**WHAT IS BEING ASKED**
The count of lines below that include the string "sand" is the whole answer; write it alone.

══════════

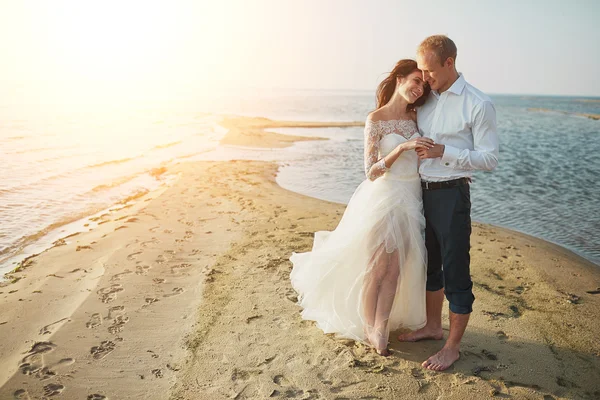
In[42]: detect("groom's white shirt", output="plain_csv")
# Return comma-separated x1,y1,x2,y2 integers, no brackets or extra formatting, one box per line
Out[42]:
417,73,499,182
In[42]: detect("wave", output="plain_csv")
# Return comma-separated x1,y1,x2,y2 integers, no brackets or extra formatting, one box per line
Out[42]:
528,108,600,120
88,156,139,169
4,135,27,141
90,164,171,193
0,205,106,258
152,141,182,150
1,166,178,272
0,154,144,193
91,173,147,192
13,147,59,155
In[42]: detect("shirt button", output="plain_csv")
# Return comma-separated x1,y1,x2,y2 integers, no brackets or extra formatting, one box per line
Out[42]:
445,162,450,166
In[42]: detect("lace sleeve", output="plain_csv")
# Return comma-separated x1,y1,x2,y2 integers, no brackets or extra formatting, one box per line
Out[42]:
364,120,387,181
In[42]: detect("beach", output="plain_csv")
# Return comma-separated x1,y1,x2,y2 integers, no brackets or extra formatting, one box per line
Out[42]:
1,117,599,400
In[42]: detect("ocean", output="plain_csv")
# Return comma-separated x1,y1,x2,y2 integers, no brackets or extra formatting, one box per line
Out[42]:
1,91,599,274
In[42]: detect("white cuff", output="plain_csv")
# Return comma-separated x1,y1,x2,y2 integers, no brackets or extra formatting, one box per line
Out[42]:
441,145,460,168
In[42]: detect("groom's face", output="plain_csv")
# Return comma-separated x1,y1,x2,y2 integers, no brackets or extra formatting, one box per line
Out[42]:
417,50,449,92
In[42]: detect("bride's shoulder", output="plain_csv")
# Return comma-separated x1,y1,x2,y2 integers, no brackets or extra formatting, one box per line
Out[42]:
367,108,387,123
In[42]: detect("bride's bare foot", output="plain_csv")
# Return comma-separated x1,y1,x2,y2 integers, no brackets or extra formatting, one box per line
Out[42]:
422,345,460,371
376,348,390,357
398,326,443,342
367,331,389,356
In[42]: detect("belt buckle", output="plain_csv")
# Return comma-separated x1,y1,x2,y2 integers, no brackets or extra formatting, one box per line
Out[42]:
424,181,430,190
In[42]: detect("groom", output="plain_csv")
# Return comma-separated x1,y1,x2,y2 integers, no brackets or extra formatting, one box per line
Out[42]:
398,35,499,371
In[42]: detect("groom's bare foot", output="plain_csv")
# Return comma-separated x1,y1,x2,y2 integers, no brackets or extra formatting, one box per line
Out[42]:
397,326,443,342
422,345,460,371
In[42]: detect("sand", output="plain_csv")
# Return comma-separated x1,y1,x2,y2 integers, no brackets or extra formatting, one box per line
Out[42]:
1,117,599,400
219,116,364,148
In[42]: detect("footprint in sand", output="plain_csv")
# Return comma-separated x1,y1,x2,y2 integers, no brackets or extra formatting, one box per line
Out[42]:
141,238,160,248
39,317,69,335
135,265,151,275
87,394,107,400
152,368,163,378
271,374,316,398
13,389,31,399
90,341,116,360
143,297,160,308
481,349,498,360
170,263,191,275
107,305,125,319
284,289,298,303
55,358,75,367
411,370,439,395
127,252,142,261
163,287,184,298
496,331,509,340
272,316,290,330
111,269,133,281
153,278,166,284
19,342,57,378
42,383,65,397
97,284,123,303
86,313,102,329
108,315,129,334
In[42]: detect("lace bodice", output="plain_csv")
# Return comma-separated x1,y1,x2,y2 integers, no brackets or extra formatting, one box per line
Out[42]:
364,119,420,180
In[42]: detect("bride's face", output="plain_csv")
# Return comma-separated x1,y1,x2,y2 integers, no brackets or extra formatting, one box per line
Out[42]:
397,71,426,104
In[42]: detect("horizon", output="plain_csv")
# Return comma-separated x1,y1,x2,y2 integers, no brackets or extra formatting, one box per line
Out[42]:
1,0,599,109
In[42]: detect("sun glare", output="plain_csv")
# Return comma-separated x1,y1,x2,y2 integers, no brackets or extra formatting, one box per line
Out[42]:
26,1,240,108
38,2,185,80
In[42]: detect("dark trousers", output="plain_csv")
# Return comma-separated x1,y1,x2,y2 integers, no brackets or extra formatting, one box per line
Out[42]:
423,183,474,314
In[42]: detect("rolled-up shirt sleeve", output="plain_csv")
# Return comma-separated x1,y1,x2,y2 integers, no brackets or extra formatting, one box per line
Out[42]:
441,101,499,171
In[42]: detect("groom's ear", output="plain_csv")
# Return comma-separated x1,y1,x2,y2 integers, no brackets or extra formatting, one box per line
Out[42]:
444,57,455,69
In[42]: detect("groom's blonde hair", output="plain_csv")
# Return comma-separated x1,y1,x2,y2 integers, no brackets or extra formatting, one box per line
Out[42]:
418,35,457,66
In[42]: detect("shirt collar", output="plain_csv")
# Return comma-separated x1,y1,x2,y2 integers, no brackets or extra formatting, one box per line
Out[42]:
433,73,466,97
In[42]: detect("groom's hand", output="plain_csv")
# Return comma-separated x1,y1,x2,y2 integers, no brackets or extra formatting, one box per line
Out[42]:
417,144,445,159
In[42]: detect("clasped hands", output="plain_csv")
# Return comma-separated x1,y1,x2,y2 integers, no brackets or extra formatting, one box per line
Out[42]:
401,137,444,159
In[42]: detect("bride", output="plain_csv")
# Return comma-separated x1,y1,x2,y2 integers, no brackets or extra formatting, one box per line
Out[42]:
290,59,433,355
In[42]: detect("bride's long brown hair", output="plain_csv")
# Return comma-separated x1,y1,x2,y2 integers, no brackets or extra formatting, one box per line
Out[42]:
375,59,430,111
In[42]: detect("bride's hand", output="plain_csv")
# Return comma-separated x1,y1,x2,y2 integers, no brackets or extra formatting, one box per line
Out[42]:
400,137,435,151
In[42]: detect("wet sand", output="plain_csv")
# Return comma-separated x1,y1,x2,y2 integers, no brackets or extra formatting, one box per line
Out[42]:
1,117,599,400
219,116,363,148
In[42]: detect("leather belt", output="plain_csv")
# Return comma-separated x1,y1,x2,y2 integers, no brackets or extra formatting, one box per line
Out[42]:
421,177,470,190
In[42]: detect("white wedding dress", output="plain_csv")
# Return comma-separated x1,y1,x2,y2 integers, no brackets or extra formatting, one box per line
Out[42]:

══════════

**WRITTEN ANSWER**
3